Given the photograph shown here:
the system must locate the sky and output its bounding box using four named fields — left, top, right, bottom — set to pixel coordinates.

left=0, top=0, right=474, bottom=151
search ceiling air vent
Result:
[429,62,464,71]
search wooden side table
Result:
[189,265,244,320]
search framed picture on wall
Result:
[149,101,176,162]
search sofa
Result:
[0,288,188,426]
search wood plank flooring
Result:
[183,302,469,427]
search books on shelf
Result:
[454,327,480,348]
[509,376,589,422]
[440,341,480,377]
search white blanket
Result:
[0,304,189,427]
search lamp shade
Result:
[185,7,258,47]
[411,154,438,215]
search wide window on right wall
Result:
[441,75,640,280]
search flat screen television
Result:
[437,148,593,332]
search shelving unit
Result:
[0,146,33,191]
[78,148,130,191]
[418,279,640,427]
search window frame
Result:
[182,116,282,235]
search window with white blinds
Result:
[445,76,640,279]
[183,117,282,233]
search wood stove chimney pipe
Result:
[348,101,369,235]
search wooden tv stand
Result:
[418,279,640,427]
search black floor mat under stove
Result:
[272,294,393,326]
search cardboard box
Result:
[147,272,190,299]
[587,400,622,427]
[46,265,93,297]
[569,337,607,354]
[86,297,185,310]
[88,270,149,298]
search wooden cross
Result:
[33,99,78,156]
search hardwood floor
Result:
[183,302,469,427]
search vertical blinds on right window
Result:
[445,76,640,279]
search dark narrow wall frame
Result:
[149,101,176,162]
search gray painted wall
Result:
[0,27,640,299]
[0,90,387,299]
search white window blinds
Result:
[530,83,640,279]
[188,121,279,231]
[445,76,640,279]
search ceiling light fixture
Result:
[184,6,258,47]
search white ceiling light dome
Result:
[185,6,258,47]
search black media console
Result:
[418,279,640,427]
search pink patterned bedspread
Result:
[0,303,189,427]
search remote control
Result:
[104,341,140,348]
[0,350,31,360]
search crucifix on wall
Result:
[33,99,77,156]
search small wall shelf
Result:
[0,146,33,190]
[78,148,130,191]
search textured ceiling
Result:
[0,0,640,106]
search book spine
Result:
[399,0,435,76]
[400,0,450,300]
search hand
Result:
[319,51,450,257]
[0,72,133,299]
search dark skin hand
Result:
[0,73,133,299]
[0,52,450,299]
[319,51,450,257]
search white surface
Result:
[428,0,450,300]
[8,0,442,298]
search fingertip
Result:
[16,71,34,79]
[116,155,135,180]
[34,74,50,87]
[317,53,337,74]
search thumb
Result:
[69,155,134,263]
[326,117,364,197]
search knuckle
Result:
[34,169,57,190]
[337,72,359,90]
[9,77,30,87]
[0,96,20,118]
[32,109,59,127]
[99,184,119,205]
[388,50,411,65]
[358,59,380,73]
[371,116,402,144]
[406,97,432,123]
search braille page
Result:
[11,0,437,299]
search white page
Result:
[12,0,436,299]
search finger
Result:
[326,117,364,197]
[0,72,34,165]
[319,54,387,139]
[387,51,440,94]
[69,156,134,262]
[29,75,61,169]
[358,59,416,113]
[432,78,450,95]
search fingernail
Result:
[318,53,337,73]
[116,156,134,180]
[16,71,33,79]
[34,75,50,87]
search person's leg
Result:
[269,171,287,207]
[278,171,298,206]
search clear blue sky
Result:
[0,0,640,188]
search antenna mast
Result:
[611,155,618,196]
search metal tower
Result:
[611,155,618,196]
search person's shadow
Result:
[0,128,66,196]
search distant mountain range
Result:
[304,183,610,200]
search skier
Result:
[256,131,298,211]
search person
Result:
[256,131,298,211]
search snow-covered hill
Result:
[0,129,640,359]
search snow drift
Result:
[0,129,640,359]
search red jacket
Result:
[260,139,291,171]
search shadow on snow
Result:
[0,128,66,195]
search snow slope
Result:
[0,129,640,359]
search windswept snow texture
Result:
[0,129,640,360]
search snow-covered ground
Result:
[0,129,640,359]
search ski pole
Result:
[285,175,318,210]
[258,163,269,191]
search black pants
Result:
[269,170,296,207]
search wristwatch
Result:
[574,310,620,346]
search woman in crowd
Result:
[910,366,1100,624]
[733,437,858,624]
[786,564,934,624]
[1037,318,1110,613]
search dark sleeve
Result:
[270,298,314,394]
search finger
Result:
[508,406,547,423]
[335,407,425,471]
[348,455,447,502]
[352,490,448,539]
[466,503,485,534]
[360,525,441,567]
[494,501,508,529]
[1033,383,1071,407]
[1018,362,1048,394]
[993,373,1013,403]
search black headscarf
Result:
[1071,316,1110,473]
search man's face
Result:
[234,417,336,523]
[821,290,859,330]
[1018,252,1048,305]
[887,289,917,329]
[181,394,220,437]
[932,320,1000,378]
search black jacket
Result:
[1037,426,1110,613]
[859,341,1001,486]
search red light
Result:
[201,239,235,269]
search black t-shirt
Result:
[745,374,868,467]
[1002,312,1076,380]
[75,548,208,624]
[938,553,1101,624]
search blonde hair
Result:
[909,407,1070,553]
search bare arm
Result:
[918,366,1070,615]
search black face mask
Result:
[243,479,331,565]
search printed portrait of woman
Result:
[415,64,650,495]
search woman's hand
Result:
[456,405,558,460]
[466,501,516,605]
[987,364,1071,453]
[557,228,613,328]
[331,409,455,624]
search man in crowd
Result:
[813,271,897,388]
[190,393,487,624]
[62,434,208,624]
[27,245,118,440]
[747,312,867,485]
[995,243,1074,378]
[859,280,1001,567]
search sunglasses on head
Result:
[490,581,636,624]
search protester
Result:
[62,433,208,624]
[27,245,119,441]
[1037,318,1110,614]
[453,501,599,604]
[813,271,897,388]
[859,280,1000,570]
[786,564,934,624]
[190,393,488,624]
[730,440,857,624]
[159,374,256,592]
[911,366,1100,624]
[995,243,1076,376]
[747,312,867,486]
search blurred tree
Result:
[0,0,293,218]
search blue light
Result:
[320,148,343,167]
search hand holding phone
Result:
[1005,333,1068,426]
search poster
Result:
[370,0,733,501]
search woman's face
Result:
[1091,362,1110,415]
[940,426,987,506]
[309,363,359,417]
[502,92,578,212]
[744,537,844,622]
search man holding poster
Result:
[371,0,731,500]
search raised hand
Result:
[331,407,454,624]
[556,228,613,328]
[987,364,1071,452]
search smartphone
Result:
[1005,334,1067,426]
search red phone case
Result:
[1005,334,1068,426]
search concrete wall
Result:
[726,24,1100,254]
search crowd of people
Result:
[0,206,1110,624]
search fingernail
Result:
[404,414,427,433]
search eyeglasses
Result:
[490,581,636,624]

• • •

Your task:
Lay out every line of the items above as a Markdown table with the columns Row and Line, numbering the rows in order and leaving out blank lines.

Exercise response:
| Row | Line |
|---|---|
| 1 | Given the photograph shown here: |
| 2 | the system must locate the sky and output its bounding box using four named fields — left, top, right, bottom — set to pixel coordinates. |
| 3 | left=0, top=0, right=474, bottom=151 |
| 4 | search ceiling air vent |
| 5 | Result: |
| 6 | [429,62,464,71] |
| 7 | search wooden side table |
| 8 | Result: |
| 9 | [189,265,244,320] |
| 10 | search framed picture on wall |
| 11 | Result: |
| 12 | [149,101,176,162] |
| 13 | search sofa |
| 14 | Result: |
| 15 | [0,288,188,426] |
| 16 | search wood plank flooring |
| 17 | Result: |
| 18 | [183,302,469,427] |
| 19 | search books on shelf |
| 20 | Result: |
| 21 | [454,327,480,348] |
| 22 | [509,376,589,422] |
| 23 | [440,341,480,377] |
| 24 | search white blanket |
| 25 | Result: |
| 26 | [0,304,189,427] |
| 27 | search lamp shade |
| 28 | Result: |
| 29 | [185,7,258,47] |
| 30 | [411,154,438,215] |
| 31 | search wide window on right wall |
| 32 | Result: |
| 33 | [441,75,640,280] |
| 34 | search flat screen television |
| 35 | Result: |
| 36 | [437,148,593,332] |
| 37 | search shelving unit |
| 38 | Result: |
| 39 | [0,146,33,191] |
| 40 | [78,148,130,191] |
| 41 | [418,279,640,427] |
| 42 | search window frame |
| 43 | Result: |
| 44 | [182,116,282,235] |
| 45 | search window with white blinds |
| 46 | Result: |
| 47 | [445,76,640,279] |
| 48 | [183,117,282,233] |
| 49 | search wood stove chimney pipe |
| 50 | Result: |
| 51 | [348,101,369,235] |
| 52 | search wooden tv stand |
| 53 | Result: |
| 54 | [418,279,640,427] |
| 55 | search black floor mat under stove |
| 56 | Result: |
| 57 | [272,294,393,326] |
| 58 | search cardboard box |
| 59 | Result: |
| 60 | [147,272,190,299] |
| 61 | [587,400,622,427] |
| 62 | [46,265,93,297] |
| 63 | [569,337,607,354] |
| 64 | [86,297,185,310] |
| 65 | [88,270,149,298] |
| 66 | search wooden cross |
| 67 | Result: |
| 68 | [33,99,78,156] |
| 69 | search hardwood floor |
| 70 | Result: |
| 71 | [183,302,469,427] |
| 72 | search vertical blinds on right window |
| 73 | Result: |
| 74 | [445,76,640,279] |
| 75 | search dark narrow wall frame |
| 76 | Result: |
| 77 | [149,101,176,162] |
| 78 | search gray painted wall |
| 79 | Result: |
| 80 | [0,27,640,299] |
| 81 | [0,90,387,299] |
| 82 | search white window blinds |
| 83 | Result: |
| 84 | [530,83,640,279] |
| 85 | [188,121,279,231] |
| 86 | [445,76,640,279] |
| 87 | search ceiling light fixture |
| 88 | Result: |
| 89 | [184,6,258,47] |
| 90 | search white ceiling light dome |
| 91 | Result: |
| 92 | [185,6,258,47] |
| 93 | search black media console |
| 94 | Result: |
| 95 | [418,279,640,427] |
| 96 | search pink patterned bedspread |
| 97 | Result: |
| 98 | [0,303,189,427] |
| 99 | search remote control |
| 100 | Result: |
| 101 | [104,341,140,348] |
| 102 | [0,350,31,360] |
| 103 | search crucifix on wall |
| 104 | Result: |
| 105 | [33,99,77,156] |
| 106 | search small wall shelf |
| 107 | Result: |
| 108 | [0,146,33,190] |
| 109 | [78,148,130,191] |
| 110 | search textured ceiling |
| 111 | Result: |
| 112 | [0,0,640,106] |
| 113 | search book spine |
| 114 | Result: |
| 115 | [399,0,435,76] |
| 116 | [400,0,450,300] |
| 117 | search hand |
| 118 | Result: |
| 119 | [319,51,450,257] |
| 120 | [0,72,133,299] |
| 121 | search dark skin hand |
| 122 | Result: |
| 123 | [0,73,133,299] |
| 124 | [0,52,450,299] |
| 125 | [319,51,450,257] |
| 126 | search white surface |
| 127 | Result: |
| 128 | [428,0,450,300] |
| 129 | [8,0,442,298] |
| 130 | search fingertip |
| 131 | Result: |
| 132 | [16,71,34,79] |
| 133 | [116,155,135,180] |
| 134 | [34,74,50,87] |
| 135 | [317,53,337,74] |
| 136 | search thumb |
| 137 | Result: |
| 138 | [69,155,134,263] |
| 139 | [326,117,364,197] |
| 140 | search knuckle |
| 141 | Result: |
| 142 | [34,169,57,190] |
| 143 | [337,72,359,90] |
| 144 | [9,77,30,87] |
| 145 | [0,96,20,118] |
| 146 | [32,109,59,127] |
| 147 | [99,184,119,205] |
| 148 | [388,50,411,65] |
| 149 | [358,59,380,73] |
| 150 | [371,116,402,144] |
| 151 | [406,97,432,123] |
| 152 | search braille page |
| 153 | Result: |
| 154 | [11,0,437,299] |
| 155 | search white page |
| 156 | Result: |
| 157 | [12,0,436,299] |
| 158 | search finger |
| 159 | Result: |
| 160 | [326,117,364,197] |
| 161 | [0,72,34,165] |
| 162 | [319,54,387,139] |
| 163 | [387,51,440,94] |
| 164 | [69,156,134,262] |
| 165 | [29,75,61,169] |
| 166 | [358,59,416,113] |
| 167 | [432,78,450,95] |
| 168 | search fingernail |
| 169 | Result: |
| 170 | [318,53,337,73] |
| 171 | [116,156,134,180] |
| 172 | [16,71,33,79] |
| 173 | [34,75,50,87] |
| 174 | search person's leg |
| 175 | Result: |
| 176 | [269,171,287,207] |
| 177 | [278,171,298,206] |
| 178 | search clear blue sky |
| 179 | Result: |
| 180 | [0,0,640,188] |
| 181 | search antenna mast |
| 182 | Result: |
| 183 | [611,155,618,196] |
| 184 | search metal tower |
| 185 | Result: |
| 186 | [611,155,618,196] |
| 187 | search person's shadow |
| 188 | Result: |
| 189 | [0,128,66,196] |
| 190 | search distant mountain range |
| 191 | Result: |
| 192 | [304,183,610,200] |
| 193 | search skier |
| 194 | Result: |
| 195 | [256,131,298,211] |
| 196 | search person |
| 197 | Result: |
| 198 | [256,131,298,211] |
| 199 | search snow-covered hill |
| 200 | Result: |
| 201 | [0,129,640,359] |
| 202 | search snow drift |
| 203 | Result: |
| 204 | [0,129,640,359] |
| 205 | search red jacket |
| 206 | Result: |
| 207 | [260,139,291,171] |
| 208 | search shadow on snow |
| 209 | Result: |
| 210 | [0,128,66,195] |
| 211 | search snow slope |
| 212 | Result: |
| 213 | [0,129,640,359] |
| 214 | search windswept snow texture |
| 215 | Result: |
| 216 | [0,129,640,360] |
| 217 | search snow-covered ground |
| 218 | Result: |
| 219 | [0,129,640,359] |
| 220 | search ski pole |
| 221 | Result: |
| 222 | [285,175,318,210] |
| 223 | [258,163,269,191] |
| 224 | search black pants |
| 225 | Result: |
| 226 | [269,170,296,207] |
| 227 | search wristwatch |
| 228 | Result: |
| 229 | [574,310,620,346] |
| 230 | search woman in crowd |
| 231 | Result: |
| 232 | [910,366,1100,624] |
| 233 | [733,437,858,624] |
| 234 | [786,564,934,624] |
| 235 | [1037,318,1110,613] |
| 236 | search dark sleeve |
| 237 | Result: |
| 238 | [270,298,314,394] |
| 239 | search finger |
| 240 | Result: |
| 241 | [508,406,547,423] |
| 242 | [335,407,425,471] |
| 243 | [348,455,447,502] |
| 244 | [352,490,448,539] |
| 245 | [466,503,485,534] |
| 246 | [360,525,441,567] |
| 247 | [494,501,508,529] |
| 248 | [1033,383,1071,407] |
| 249 | [1018,362,1048,394] |
| 250 | [993,373,1013,403] |
| 251 | search black headscarf |
| 252 | Result: |
| 253 | [1071,316,1110,473] |
| 254 | search man's face |
| 255 | Result: |
| 256 | [234,417,336,523] |
| 257 | [821,290,859,330] |
| 258 | [1018,252,1048,305] |
| 259 | [887,289,917,329] |
| 260 | [181,394,220,437] |
| 261 | [932,320,1000,378] |
| 262 | search black jacket |
| 263 | Result: |
| 264 | [1037,426,1110,613] |
| 265 | [859,341,1001,486] |
| 266 | search red light |
| 267 | Result: |
| 268 | [201,239,235,269] |
| 269 | search black t-shirt |
| 270 | Result: |
| 271 | [745,374,868,467] |
| 272 | [1002,312,1076,380] |
| 273 | [75,548,208,624] |
| 274 | [938,553,1101,624] |
| 275 | search blonde hair |
| 276 | Result: |
| 277 | [909,407,1070,553] |
| 278 | search bare arm |
| 279 | Result: |
| 280 | [918,366,1070,615] |
| 281 | search black face mask |
| 282 | Result: |
| 283 | [243,479,331,565] |
| 284 | search printed portrait of woman |
| 285 | Result: |
| 286 | [415,64,650,495] |
| 287 | search woman's hand |
| 288 | Result: |
| 289 | [456,405,558,460] |
| 290 | [466,501,516,605] |
| 291 | [987,364,1071,453] |
| 292 | [557,228,613,328] |
| 293 | [331,409,455,624] |
| 294 | search man in crowd |
| 295 | Result: |
| 296 | [813,271,897,388] |
| 297 | [190,393,487,624] |
| 298 | [62,434,208,624] |
| 299 | [27,245,118,440] |
| 300 | [747,312,867,485] |
| 301 | [995,243,1074,378] |
| 302 | [859,280,1001,567] |
| 303 | search sunglasses on head |
| 304 | Result: |
| 305 | [490,581,636,624] |
| 306 | search protester |
| 307 | Result: |
| 308 | [62,433,208,624] |
| 309 | [27,245,119,441] |
| 310 | [1037,318,1110,614] |
| 311 | [453,501,599,604] |
| 312 | [813,271,897,388] |
| 313 | [859,280,1000,570] |
| 314 | [786,564,934,624] |
| 315 | [190,393,488,624] |
| 316 | [730,440,857,624] |
| 317 | [159,374,256,592] |
| 318 | [911,366,1100,624] |
| 319 | [995,243,1076,376] |
| 320 | [747,312,867,486] |
| 321 | search blurred tree |
| 322 | Result: |
| 323 | [0,0,293,218] |
| 324 | search blue light |
| 325 | Result: |
| 326 | [320,148,343,167] |
| 327 | search hand holding phone |
| 328 | Result: |
| 329 | [1005,333,1068,426] |
| 330 | search poster |
| 331 | Result: |
| 332 | [370,0,733,501] |
| 333 | search woman's face |
| 334 | Result: |
| 335 | [1091,362,1110,415] |
| 336 | [940,426,987,506] |
| 337 | [309,363,359,417] |
| 338 | [502,92,578,212] |
| 339 | [744,537,844,622] |
| 340 | search man holding poster |
| 341 | Result: |
| 342 | [371,0,731,500] |
| 343 | search raised hand |
| 344 | Result: |
| 345 | [331,407,454,624] |
| 346 | [556,228,613,328] |
| 347 | [987,364,1071,452] |
| 348 | search smartphone |
| 349 | Result: |
| 350 | [1005,334,1067,426] |
| 351 | search red phone case |
| 352 | Result: |
| 353 | [1005,334,1068,426] |
| 354 | search concrete wall |
| 355 | Result: |
| 356 | [726,24,1100,254] |
| 357 | search crowd of people |
| 358 | Result: |
| 359 | [0,206,1110,624] |
| 360 | search fingernail |
| 361 | Result: |
| 362 | [404,414,427,433] |
| 363 | search eyeglasses |
| 364 | Result: |
| 365 | [490,581,636,624] |